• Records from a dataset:
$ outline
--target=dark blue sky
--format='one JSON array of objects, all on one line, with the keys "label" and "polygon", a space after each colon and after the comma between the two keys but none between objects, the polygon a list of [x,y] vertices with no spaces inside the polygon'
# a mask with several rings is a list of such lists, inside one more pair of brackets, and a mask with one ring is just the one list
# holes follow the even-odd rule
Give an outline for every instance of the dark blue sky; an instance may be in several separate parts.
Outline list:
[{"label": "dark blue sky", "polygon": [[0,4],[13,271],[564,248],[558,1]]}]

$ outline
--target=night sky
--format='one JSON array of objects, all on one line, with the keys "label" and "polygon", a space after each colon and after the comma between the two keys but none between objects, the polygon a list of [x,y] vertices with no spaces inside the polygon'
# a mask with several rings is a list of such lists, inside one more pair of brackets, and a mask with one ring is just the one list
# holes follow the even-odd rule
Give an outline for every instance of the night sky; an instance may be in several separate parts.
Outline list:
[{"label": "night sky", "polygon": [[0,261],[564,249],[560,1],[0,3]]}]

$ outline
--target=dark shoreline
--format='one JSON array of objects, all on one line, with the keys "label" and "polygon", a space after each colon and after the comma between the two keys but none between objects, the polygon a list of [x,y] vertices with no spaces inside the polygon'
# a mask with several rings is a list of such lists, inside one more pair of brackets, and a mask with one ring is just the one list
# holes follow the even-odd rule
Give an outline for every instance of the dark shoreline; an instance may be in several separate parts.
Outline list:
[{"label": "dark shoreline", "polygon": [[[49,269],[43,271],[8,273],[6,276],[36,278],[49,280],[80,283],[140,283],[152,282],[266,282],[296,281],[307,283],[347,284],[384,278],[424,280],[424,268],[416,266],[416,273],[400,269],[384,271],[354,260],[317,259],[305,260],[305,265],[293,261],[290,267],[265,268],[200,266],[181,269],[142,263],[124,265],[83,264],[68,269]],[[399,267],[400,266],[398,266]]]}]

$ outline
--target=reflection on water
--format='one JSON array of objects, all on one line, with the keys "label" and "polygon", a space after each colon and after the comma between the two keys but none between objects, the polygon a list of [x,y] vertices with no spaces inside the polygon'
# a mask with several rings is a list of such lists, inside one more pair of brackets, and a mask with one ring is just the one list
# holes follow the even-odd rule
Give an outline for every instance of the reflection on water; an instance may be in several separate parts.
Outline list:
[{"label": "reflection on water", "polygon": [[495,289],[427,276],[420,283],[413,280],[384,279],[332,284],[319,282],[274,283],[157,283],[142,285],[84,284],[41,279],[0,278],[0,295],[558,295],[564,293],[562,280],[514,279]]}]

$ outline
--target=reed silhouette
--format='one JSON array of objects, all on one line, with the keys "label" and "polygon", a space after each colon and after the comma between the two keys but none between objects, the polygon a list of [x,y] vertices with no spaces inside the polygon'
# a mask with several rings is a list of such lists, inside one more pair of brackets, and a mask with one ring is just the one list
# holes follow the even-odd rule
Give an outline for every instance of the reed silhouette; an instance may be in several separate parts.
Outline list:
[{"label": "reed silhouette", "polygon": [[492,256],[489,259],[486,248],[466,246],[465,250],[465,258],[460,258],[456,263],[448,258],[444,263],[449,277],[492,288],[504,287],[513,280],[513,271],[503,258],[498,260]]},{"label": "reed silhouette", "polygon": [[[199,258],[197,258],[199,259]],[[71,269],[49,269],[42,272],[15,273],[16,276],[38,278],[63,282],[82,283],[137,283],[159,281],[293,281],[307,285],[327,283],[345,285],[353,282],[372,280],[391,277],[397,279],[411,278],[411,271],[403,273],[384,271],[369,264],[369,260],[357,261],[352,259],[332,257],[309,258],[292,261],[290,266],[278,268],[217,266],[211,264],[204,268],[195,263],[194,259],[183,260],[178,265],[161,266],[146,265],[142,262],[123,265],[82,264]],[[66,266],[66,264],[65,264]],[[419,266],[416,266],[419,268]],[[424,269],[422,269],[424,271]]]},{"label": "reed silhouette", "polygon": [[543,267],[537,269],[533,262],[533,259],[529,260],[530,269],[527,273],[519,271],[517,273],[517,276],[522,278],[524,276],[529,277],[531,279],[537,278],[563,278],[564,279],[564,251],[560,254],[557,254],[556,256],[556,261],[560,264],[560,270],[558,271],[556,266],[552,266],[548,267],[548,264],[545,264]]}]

• Task to complete: Pull out each line above that contains the string "water".

• Task result:
--target=reflection on water
Give an outline for every instance of the reflection on water; an instance may be in several separate parts.
[{"label": "reflection on water", "polygon": [[495,289],[427,276],[420,283],[413,280],[384,279],[332,284],[319,282],[274,283],[157,283],[142,285],[84,284],[41,279],[0,278],[0,295],[558,295],[564,293],[562,280],[514,279]]}]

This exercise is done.